■ PARTS OF THE EXERCISE ■
A. Copy the blog post about Murder Among Children word for word. Begin at the words "The first thing" and stop after "was the Cover.".
B. List every personal name in the blog post about Murder Among Children, and count a pen name as its own entry.

■ EXCERPT TO READ ■
● ● ● ●
Thursday, August 5, 2010

FFB Echo: Murder Among Children by Tucker Coe (Donald Westlake)

For the week of June 4, Ed Gorman wrote about Murder Among Children by Donald. E Westlake, the second of his Tucker Coe books. I had read and enjoyed the first Coe book and Ed's review got me to get back on the Coe trail reading Murder Among Children. Friday's Forgotten Books, June 4, 2010

First A few quotes From Ed's review:
"Donald Westlake, who was not only a master writer but a master observer of our society, wrote a novel in which an older man, the former cop Mitch Tobin, is forced to defend a young hippie girl accused of murder. Tobin's wife insists because the girl is related to them."

" In each book we see Tobin building the wall in his back yard. He literally wants to wall himself off from the world. He has good reason to. Tobin had a mistress he couldn't leave alone, He'd sneak up to see her while his squad car buddy covered for him. Then one day his buddy needed back up while Tobin was in bed with his mistress--and his partner got killed without Tobin there to back him up."

" Westlake takes us on a tour of hippie life in NYC `67. He has the eyes of a good reporter and the constitution of an honest broker. Tobin sees a lot he likes and a lot he doesn't. I especially like the intersection he sees between crime and the hippie lifestyle. Some very bad people hid out with the somewhat naive hippies."


The first thing that stuck me about Murder Among Children was the cover of the battered hardback that the Iron Wood Michigan sent via inner library loan was the Cover.
● ● ● ●
■ COLLECTED MATERIAL ■
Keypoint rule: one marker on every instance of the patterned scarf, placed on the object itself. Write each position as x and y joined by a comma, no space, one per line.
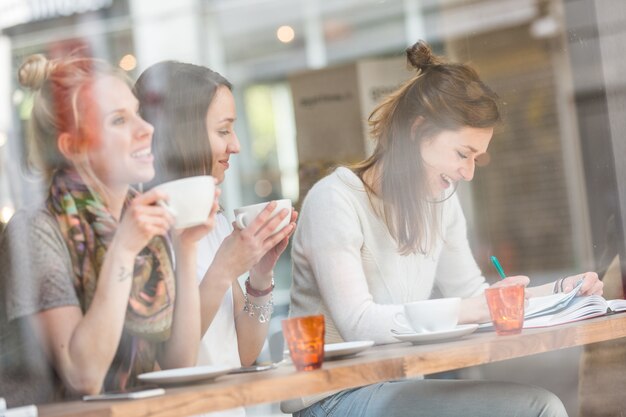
● ● ● ●
■ IN RESPONSE ■
A.
The first thing that stuck me about Murder Among Children was the cover of the battered hardback that the Iron Wood Michigan sent via inner library loan was the Cover.

B.
Tucker Coe
Donald Westlake
Ed Gorman
Mitch Tobin